DESCRIPTION OF THE TASK:
In full and word for word, copy the records that follow.

Point localization data:

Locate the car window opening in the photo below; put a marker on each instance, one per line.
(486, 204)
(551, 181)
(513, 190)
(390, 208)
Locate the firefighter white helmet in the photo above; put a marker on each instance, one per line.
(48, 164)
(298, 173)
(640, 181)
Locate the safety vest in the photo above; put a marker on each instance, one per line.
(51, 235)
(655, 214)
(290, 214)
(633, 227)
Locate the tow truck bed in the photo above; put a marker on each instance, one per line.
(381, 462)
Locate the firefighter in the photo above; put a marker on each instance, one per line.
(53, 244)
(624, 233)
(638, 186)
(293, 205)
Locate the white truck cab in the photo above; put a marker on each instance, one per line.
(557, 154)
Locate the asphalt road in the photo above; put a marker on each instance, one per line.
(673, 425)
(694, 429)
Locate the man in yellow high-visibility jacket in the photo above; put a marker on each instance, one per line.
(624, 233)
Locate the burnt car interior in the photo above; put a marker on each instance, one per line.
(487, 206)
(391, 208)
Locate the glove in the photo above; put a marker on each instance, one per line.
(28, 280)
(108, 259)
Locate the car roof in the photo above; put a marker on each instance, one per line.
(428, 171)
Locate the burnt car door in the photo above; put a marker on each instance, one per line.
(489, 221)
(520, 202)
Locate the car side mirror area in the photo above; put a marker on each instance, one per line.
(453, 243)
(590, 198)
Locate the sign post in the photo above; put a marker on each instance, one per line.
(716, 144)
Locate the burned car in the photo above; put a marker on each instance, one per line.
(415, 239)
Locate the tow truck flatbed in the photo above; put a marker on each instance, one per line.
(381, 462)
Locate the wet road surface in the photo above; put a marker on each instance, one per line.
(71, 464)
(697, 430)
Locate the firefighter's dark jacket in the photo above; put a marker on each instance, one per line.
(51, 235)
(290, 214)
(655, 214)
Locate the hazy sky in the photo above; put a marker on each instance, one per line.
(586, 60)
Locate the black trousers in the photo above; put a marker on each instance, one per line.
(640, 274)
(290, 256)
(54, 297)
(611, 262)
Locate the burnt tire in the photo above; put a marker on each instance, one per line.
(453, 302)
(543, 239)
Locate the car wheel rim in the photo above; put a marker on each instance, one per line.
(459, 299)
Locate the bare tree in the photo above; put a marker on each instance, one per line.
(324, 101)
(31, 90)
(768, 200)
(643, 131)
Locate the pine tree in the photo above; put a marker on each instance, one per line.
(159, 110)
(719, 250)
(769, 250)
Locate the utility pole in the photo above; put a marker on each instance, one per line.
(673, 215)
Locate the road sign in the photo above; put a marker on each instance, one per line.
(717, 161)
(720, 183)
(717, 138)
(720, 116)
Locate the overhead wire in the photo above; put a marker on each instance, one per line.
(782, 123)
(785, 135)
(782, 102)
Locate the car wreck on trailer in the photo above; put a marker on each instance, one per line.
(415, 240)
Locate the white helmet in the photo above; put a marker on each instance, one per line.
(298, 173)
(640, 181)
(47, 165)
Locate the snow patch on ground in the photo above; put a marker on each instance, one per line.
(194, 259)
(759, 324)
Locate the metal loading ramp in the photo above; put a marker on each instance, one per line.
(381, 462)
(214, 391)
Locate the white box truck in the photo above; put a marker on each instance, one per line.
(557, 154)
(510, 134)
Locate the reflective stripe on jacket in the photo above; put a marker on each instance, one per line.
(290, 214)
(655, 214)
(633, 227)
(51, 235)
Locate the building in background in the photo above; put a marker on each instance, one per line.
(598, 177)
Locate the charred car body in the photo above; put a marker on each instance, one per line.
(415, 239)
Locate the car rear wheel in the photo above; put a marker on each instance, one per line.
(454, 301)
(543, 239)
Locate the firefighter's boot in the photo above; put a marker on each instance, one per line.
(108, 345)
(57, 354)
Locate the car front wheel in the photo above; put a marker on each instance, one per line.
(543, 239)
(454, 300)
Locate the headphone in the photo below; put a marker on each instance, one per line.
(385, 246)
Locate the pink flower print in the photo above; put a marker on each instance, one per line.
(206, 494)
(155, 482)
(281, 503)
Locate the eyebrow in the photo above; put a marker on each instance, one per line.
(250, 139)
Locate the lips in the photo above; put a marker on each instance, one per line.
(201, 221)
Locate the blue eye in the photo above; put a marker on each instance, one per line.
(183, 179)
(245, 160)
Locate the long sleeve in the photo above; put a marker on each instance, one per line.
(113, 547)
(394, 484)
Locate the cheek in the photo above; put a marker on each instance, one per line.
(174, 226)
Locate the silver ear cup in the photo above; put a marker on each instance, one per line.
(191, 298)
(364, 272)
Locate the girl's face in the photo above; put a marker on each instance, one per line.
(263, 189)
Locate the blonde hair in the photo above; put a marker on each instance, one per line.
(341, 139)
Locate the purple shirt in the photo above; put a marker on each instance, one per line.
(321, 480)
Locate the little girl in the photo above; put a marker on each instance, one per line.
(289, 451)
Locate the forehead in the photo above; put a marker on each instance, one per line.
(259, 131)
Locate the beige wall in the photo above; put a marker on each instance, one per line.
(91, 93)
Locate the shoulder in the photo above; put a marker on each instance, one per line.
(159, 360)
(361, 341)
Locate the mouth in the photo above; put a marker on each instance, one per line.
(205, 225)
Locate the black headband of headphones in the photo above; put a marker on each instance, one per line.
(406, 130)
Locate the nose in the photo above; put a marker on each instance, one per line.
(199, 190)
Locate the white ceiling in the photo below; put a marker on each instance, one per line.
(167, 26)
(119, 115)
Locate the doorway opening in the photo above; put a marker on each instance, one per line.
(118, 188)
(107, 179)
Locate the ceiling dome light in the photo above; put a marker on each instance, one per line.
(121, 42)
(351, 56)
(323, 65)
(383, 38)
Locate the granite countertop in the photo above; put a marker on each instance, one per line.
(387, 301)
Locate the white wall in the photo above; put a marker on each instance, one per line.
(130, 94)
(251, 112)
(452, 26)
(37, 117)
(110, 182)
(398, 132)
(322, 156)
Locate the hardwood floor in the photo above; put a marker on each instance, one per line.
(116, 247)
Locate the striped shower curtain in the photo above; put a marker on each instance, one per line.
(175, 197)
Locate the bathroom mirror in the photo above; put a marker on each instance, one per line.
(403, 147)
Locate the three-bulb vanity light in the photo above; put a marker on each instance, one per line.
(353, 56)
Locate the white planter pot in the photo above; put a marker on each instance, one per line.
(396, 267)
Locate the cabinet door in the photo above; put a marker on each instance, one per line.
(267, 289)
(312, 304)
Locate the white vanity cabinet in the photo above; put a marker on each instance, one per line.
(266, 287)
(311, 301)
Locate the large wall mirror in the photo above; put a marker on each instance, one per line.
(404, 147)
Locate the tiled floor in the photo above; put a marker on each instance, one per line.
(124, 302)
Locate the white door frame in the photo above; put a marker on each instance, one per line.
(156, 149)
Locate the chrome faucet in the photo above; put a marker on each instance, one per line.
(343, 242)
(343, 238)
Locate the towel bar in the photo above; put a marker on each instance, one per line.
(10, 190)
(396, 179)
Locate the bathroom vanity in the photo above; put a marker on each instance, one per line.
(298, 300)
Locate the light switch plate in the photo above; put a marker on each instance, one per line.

REPLY TO THE TASK:
Locate the car window opening in the photo below; put a marker on each instance, one per line.
(486, 204)
(551, 181)
(513, 190)
(390, 208)
Locate the firefighter white helmet in the photo above; put a marker on each instance, one per line.
(48, 164)
(298, 173)
(640, 181)
Locate the safety vest in the photo above; put a marker on each instance, one per line.
(51, 235)
(655, 214)
(290, 214)
(633, 227)
Locate the tow truck bed in the photo above; put a marker on each instance, one per line.
(381, 462)
Locate the firefighter in the photo above; put a marker on each instance, one per line.
(53, 244)
(624, 233)
(638, 186)
(293, 205)
Locate the white truck cab in the photo above; put a marker on each instance, one per line.
(557, 154)
Locate the asphalt road in the photo above; put a marker on each instance, one per line.
(673, 425)
(694, 429)
Locate the man in yellow high-visibility jacket in the photo above; put a marker on each instance, one per line.
(624, 233)
Locate the burnt car interior in the photo above; put a marker on each instance, one per line.
(487, 206)
(391, 208)
Locate the glove in the photo above; put a marker on each instance, one per line.
(28, 280)
(108, 259)
Locate the car roof in the photo above; put a marker on each instance, one per line.
(428, 171)
Locate the burnt car door in the photo above; put a marker on each instance, one per line.
(489, 221)
(520, 202)
Locate the car side mirror area in the photo above; put a marker on each instance, one per line.
(453, 243)
(590, 198)
Locate the sign post in the photo above; put a marker on each instance, one per line.
(716, 144)
Locate the burned car in the photo above; put a marker on each instance, one per line.
(415, 239)
Locate the tow truck flatbed in the photo above; put a marker on each instance, one per line.
(381, 462)
Locate the wet road surface in the photo above; put a marker on each instance, one per line.
(71, 464)
(697, 430)
Locate the firefighter's dark jacket in the photo above; put a marker on each instance, one per line.
(51, 235)
(290, 214)
(655, 214)
Locate the hazy sky in the photo above; put a marker on each instance, one per line.
(586, 60)
Locate the black trousers in the photo above; put a marker on each instance, one per line.
(640, 274)
(290, 256)
(54, 297)
(611, 262)
Locate the burnt tire in the photo above; put a marker on each instance, one per line.
(453, 302)
(543, 239)
Locate the car wheel rim in the photo above; put a marker on each instance, one per line.
(459, 299)
Locate the bare tree in the photo above; put a marker on each instance, one per line.
(324, 101)
(31, 90)
(768, 200)
(643, 131)
Locate the pine tree in the photo above; put a marker on each instance, one per line.
(159, 110)
(719, 250)
(769, 250)
Locate the utility pole in the photo above; put a marker on each instance, one per line.
(673, 215)
Locate the road sign in the photo above; put a marker on each instance, one per line.
(717, 161)
(720, 183)
(717, 138)
(720, 116)
Locate the overhead wire in the photo above; put a marker on each instance, one per line.
(782, 123)
(785, 135)
(782, 102)
Locate the car wreck on trailer in the photo above; put a marker on each instance, one per line.
(415, 240)
Locate the white helmet in the photo above; put a marker on each instance, one per line.
(298, 173)
(640, 181)
(47, 165)
Locate the snow patch on ground in the photo above; put a marker on each instance, one per line.
(194, 259)
(759, 324)
Locate the metal loading ramp in the photo above; put a marker on each instance, one per line.
(381, 462)
(214, 391)
Locate the white box truck in the photo above; put a marker on each instance, one per line.
(557, 154)
(510, 134)
Locate the reflective stripe on jacket in the photo above; put a marker on each instance, one per line.
(290, 214)
(655, 214)
(633, 227)
(51, 235)
Locate the building in background in the photo above; put a marker on each instance, one per line.
(598, 177)
Locate the charred car body in the photo above; put a marker on each instance, one per line.
(415, 239)
Locate the car rear wheel in the photo above; put a marker on each instance, one per line.
(454, 301)
(543, 239)
Locate the firefighter's boot in the photo above; put a marker on each instance, one per line.
(108, 345)
(57, 354)
Locate the car front wheel in the photo above; put a marker on each instance, one per line.
(543, 239)
(454, 300)
Locate the headphone in the photo below; put a marker on each instance, one per line.
(385, 246)
Locate the pink flower print in the photo above; put a marker on each instance, one per line.
(206, 494)
(155, 482)
(281, 503)
Locate the eyebrow in the photo above; put a marker on each instance, one per line.
(250, 139)
Locate the lips in the photo above; put a marker on each instance, one per line.
(201, 221)
Locate the blue eye in the photo above; put a marker on each instance, one per line.
(183, 179)
(245, 160)
Locate the long sleeve in the photo above; put a marker on each instance, one per line.
(113, 547)
(394, 484)
Locate the cheek in the photo above; put a marker on each instance, one per line.
(174, 226)
Locate the silver ear cup in the photo above; put a marker on each instance, one per line.
(191, 298)
(364, 272)
Locate the girl's face in the photo above; put a marker on each instance, one per line.
(263, 189)
Locate the blonde hair in the photo above; put a marker on each instance, one per line.
(341, 139)
Locate the purple shirt in the photo above; put a marker on each instance, one per line.
(321, 480)
Locate the little girl in the photo above; put a marker on each instance, one per line.
(289, 451)
Locate the forehead in the photo above; put a marker on each instance, one per line.
(259, 131)
Locate the beige wall in the photo above; put a marker on each instance, one per line.
(91, 93)
Locate the shoulder in the photo above; put a marker on each instance, one per line.
(159, 360)
(361, 341)
Locate the mouth in the photo above; put a marker on each instance, one per line.
(205, 225)
Locate the black headband of headphones in the photo above; put a marker on each instance, one per line.
(406, 130)
Locate the nose in the photo above; put a marker on each instance, one per line.
(199, 190)
Locate the white ceiling in the photo below; put a marker on each instance, one per line.
(167, 26)
(119, 115)
Locate the doorway opening in the photo above; put a marker on each instance, one per line.
(118, 188)
(107, 179)
Locate the ceiling dome light in the photo above; put a marker on each instance, one per line.
(121, 42)
(351, 56)
(323, 65)
(383, 38)
Locate the granite countertop in the photo above; put a marker on each instance, one per line.
(387, 301)
Locate the white wall in the photo above; put a marker on each instance, one per line.
(130, 94)
(251, 112)
(452, 26)
(37, 117)
(110, 182)
(398, 132)
(322, 156)
Locate the hardwood floor in the photo above; put a marker on each instance, one per line.
(116, 247)
Locate the striped shower curtain in the photo above; put a marker on each instance, one per line.
(175, 197)
Locate the bathroom mirror in the photo above; put a marker on each instance, one per line.
(403, 147)
Locate the three-bulb vanity light in the photo above; put a marker on each instance, one per line.
(353, 56)
Locate the white planter pot in the photo above; put a marker on each instance, one per line.
(396, 267)
Locate the cabinet door in the photo above; put a marker on each instance, one per line.
(267, 289)
(312, 304)
Locate the white vanity cabinet in the photo above; put a marker on each instance, one per line.
(266, 287)
(311, 301)
Locate the large wall mirror in the photo above; put a marker on each instance, one per line.
(404, 147)
Locate the tiled floor in the photo above; put a marker on each instance, one per line.
(124, 302)
Locate the white door frame in the photo above; put a marker on each instance, one per line.
(156, 149)
Locate the chrome faucet in the photo above; put a marker on each instance, one per line.
(343, 242)
(343, 238)
Locate the towel bar in the photo above; put a marker on each instance, one per line.
(10, 190)
(396, 179)
Locate the bathroom vanity in the photo above; put a marker on each instance, one per line.
(298, 300)
Locate the light switch plate in the photo above; put a marker on each instance, one per line.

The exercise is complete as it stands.